### [Your instructions]
In full and without alteration, print the entries that follow.

### [Information supplied]
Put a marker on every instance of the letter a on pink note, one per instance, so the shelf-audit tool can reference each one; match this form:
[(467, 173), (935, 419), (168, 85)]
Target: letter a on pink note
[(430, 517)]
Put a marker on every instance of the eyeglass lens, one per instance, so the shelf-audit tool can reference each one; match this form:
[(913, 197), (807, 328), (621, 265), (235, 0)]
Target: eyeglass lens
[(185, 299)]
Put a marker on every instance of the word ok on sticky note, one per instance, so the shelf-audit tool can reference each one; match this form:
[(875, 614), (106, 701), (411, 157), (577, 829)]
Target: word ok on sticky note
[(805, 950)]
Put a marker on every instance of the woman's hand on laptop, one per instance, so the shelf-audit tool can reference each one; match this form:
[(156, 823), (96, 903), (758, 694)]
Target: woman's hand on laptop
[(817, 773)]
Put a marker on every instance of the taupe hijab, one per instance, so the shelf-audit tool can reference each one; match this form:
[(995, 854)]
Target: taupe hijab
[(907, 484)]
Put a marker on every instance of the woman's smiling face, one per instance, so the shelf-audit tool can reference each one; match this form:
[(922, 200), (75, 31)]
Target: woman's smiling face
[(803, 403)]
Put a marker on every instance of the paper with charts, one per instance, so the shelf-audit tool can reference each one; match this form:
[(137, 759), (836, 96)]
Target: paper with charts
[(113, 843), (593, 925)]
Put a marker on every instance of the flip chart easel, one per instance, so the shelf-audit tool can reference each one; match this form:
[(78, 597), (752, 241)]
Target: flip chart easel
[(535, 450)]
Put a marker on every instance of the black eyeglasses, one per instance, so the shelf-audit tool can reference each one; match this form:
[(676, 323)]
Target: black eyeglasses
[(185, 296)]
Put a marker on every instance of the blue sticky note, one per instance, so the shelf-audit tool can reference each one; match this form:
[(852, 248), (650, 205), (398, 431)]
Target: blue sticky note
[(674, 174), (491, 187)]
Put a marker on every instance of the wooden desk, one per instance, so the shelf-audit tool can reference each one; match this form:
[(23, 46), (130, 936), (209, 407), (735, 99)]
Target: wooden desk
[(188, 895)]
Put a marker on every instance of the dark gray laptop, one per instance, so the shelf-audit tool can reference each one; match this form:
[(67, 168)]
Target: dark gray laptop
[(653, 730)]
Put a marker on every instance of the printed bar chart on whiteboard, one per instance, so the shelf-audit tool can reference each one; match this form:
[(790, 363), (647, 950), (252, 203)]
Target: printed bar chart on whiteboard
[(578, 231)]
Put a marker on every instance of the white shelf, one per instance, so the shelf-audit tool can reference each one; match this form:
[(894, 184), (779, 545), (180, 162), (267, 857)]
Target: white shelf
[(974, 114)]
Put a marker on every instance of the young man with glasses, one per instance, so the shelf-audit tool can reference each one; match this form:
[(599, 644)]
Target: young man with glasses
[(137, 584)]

### [Response area]
Put a marker on every instance of the letter a on pink note, one per instance, so the shelf-audit tool can reference each one; match this form:
[(467, 173), (935, 419), (168, 85)]
Target: letter a on pink note
[(430, 517)]
Put a marker on every instance of the eyeglass lens, one per instance, so the shelf-audit tool can reference each one; match this form:
[(913, 197), (807, 328), (621, 265), (235, 0)]
Target: eyeglass lens
[(185, 299)]
Put a marker on every instance of the word ok on sticky note, one per instance, so the shelf-audit tool can reference each one; match this form:
[(875, 614), (106, 701), (411, 157), (577, 829)]
Target: word ok on sticky note
[(805, 950)]
Put a marker on every instance of the woman's hand on laptop, one per instance, so the shelf-audit tool can reference each one; match this form:
[(156, 823), (96, 903), (758, 694)]
Target: woman's hand on laptop
[(817, 773)]
Put a marker on every instance of the taupe hijab, one per instance, so the shelf-audit tool can reference each one; match this form:
[(995, 854)]
Target: taupe hijab
[(907, 484)]
Put a marker on every instance of the woman's smiling face, one per instance, so the shelf-audit tool can reference each one; match this form:
[(922, 200), (75, 31)]
Target: woman's smiling face
[(803, 403)]
Put a marker on every instance of the paper with charts, one per instance, so the shelf-audit tool can reference each one; match this form:
[(137, 759), (836, 96)]
Target: paper with charts
[(113, 843), (593, 925)]
Put a marker on every instance of the flip chart easel, one per instance, so the shelf-audit tool can reference each one; match this form:
[(78, 597), (752, 241)]
Target: flip chart easel
[(535, 450)]
Put a marker on every instance of the black eyeglasses, one per instance, so the shelf-audit tool can reference each one; match this form:
[(676, 323)]
Target: black eyeglasses
[(185, 296)]
Put a marker on every instance of the blue sticky note, one per instance, so the shelf-audit tool can reference each one; match this form:
[(852, 248), (650, 205), (398, 431)]
Target: blue sticky note
[(674, 174), (491, 187)]
Put a marker on every instance of the wooden desk, one per instance, so the shelf-audit tool can reference each one; match this form:
[(23, 46), (130, 936), (209, 407), (735, 99)]
Target: wooden desk
[(188, 895)]
Put a marker on every instance of the dark gray laptop, one per instance, so the shelf-audit tool can reference each one; match this form:
[(67, 168)]
Target: dark gray laptop
[(653, 730)]
Put a marker on every instance of the printed bar chart on whiteboard, one per instance, so the shelf-audit tool can reference each one; match this form:
[(790, 363), (647, 950), (252, 203)]
Target: printed bar chart on whiteboard
[(578, 231)]
Put a marker on every instance of the white shelf, one per instance, so the shelf-audit tool can reference each one; match this form:
[(894, 184), (779, 545), (180, 162), (267, 857)]
Target: white shelf
[(974, 114)]
Put a marker on every instance of the young man with glasses, one per instance, so the shelf-audit tool can reference each one; match this form:
[(599, 644)]
Target: young man with glasses
[(137, 584)]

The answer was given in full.